Source document Start Marker

Sunday, November 2, 2014

Wake me up

Stevie,

Its November...this is when we found out the cancer was back and this time it would take you away from us.  You knew.  You were afraid, I was afraid, it all happened so fast, It was our last Thanksgiving.

This has been a sad couple weeks I have been missing you so very much.  There is just so much I wish you were here for.  I wish you knew Elliott, I wish you could listen to Noah sing, I wish you were sitting next to me helping me plan Thanksgiving dinner, we always did it together.

I wish so many things...

I love you Stevie.

Nothing is the same.

I stay busy, I am always busy, I can't be still, can't be without a project, a goal, something that needs doing.  If I am still or quiet I am flooded with the reality that you are not here anymore.  I still look for signs, I still keep the window open, seven cold winters that damn thing has been open, fly in and take me on an awfully big adventure already.  You don't come to me in dreams very often anymore, when you do it feels like a Christmas present.

I look for you everywhere and in everything and I find you over and over then you fade away again.

I have not been to the cemetery in a long time, I need to go, need to lay down on the grass above you, be close to your body, look up at the sky and talk to you.  There is a peace there, all those people, all that love.  I don't know why people are afraid of graveyards they are beautiful, sad, but there are so many stories there I can feel them when I go.  I wish each grave site had a book or a video and I could know those stories, instead I walk around pick up dead leaves, replace flowers, and read the dates on headstones.  The garden we buried you in was almost empty seven years ago now you are surrounded by so many people, do people look at your headstone read your dates, your name and wonder what happened to a 19 year old girl.  Maybe they think you were in a car accident or died in some tragic teenage way instead of how you did leave...cancer.

I try to imagine you as a grown up, in your own apartment, your own friends, me calling and bugging you all the time because I miss you, but you are busy with your life, work, school, friends, research, cooking, going to concerts...I am sad but happy too, the hope is that your children will outgrow you and be so happy that they don't "need" you anymore.  It's bittersweet.

I try to tell myself that is all this is, you are happy doing the next thing, you outgrew me, this life, your body and now you don't need me and that's OK.  I just wish I could pick up the phone and tell you something silly or listen to you tell me about all the things you are doing.

Your brother is a beautiful soul, he is trying so hard to make you proud, to do all the things you didn't get a chance to do, to make the most of his life, he is spectacular, he squeezes the hell out of my heart.

Aly moved out on her own, room mates (two guys who are slobs) it has been really hard for her, she wants to be here with us, she needs us, but I know she also needs to be out in the world at least for a little while so she can see what she is made out of.  I miss her.

Source document End Marker

▶ **What you will do**
**a.** In the letter to Stevie, rework the passage from "This has been" up to and including "fade away again." so that "window" becomes "door".
**b.** According to the letter to Stevie, how many winters has the writer kept the window open?
**c.** Extend the letter to Stevie with a few more paragraphs that pick up after its last sentence.

Given data Start Marker

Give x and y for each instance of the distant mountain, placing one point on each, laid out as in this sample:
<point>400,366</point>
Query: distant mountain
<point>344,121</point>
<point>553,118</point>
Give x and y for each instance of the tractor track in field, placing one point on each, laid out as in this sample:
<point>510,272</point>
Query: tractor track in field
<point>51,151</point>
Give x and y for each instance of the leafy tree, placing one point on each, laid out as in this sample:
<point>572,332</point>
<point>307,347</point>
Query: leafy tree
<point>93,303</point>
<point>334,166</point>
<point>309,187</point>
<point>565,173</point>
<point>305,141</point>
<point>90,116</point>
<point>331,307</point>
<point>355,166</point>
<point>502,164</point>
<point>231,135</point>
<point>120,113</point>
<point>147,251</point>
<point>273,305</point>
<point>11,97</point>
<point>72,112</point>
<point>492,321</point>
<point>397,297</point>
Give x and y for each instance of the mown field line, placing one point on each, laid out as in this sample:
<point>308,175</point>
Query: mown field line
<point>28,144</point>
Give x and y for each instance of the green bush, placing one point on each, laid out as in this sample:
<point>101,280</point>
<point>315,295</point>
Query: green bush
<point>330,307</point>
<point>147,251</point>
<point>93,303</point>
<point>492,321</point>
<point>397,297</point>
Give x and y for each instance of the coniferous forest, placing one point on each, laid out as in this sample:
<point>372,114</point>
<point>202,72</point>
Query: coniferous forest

Given data End Marker

▶ **Numbered responses**
**a.**
This has been a sad couple weeks I have been missing you so very much.  There is just so much I wish you were here for.  I wish you knew Elliott, I wish you could listen to Noah sing, I wish you were sitting next to me helping me plan Thanksgiving dinner, we always did it together.

I wish so many things...

I love you Stevie.

Nothing is the same.

I stay busy, I am always busy, I can't be still, can't be without a project, a goal, something that needs doing.  If I am still or quiet I am flooded with the reality that you are not here anymore.  I still look for signs, I still keep the door open, seven cold winters that damn thing has been open, fly in and take me on an awfully big adventure already.  You don't come to me in dreams very often anymore, when you do it feels like a Christmas present.

I look for you everywhere and in everything and I find you over and over then you fade away again.

**b.** Seven cold winters.

**c.**
Elliott is two, he is getting so sweet, I love this age when babies turn into little people.  He is a lot like you in so many ways.  He loves fruit, not a fan of meat, loves to nurse (yes, still)  he only likes soft clothes, he is smart and stubborn (just a little) and is my little Charley-horse (side-kick) just like you were.

Dad and I are the same, just a little more wrinkled and annoying.

I wish I was younger, I would like Elliott to have a sibling his age to grow up with but unless someone leaves a baby on my doorstep or asks me to adopt a two year old it seems he will grow up mostly as the baby of the family.

I smell you in your room once in a while, it is a scent that isn't anywhere else in the house or in the world, just in your room, next to your bed.  I love it when it happens but it also tears me in half.

I did a big family photo wall in the dining room, put up photos from happy times, it makes me feel like you are there with us, having family dinner, making some joke that is both witty and profound, making us laugh or groan.  Damn I miss your humor.

Come visit me tonight, wake me up, tell me about heaven, let me know you are OK.  Help me find that damn little pony, the white one with the pink tail from mothers day, Elliott played with it and I can't find it, show me where it is, make that our sign.

I love you sweet pea, so very, very much.

Friday, April 18, 2014

Seven

Stevie,

It's April 18th.  I have been a wreck all week, my cells are remembering.  Today has been hard really hard and I can't explain it.  I can't breath.  I miss you so much.  I hate this.  I am allowed to feel sorry for myself once in a while, have a pity party, fall apart but it feels like weakness like I am stuck and I am not stuck.  I am sad and it has been too long, seven years, and today I realize, really understand it will be the rest of my life.  Is this what it is like to be in prison?  At least in prison you know the people you love are out there, you can call them, get visits, send them a letter.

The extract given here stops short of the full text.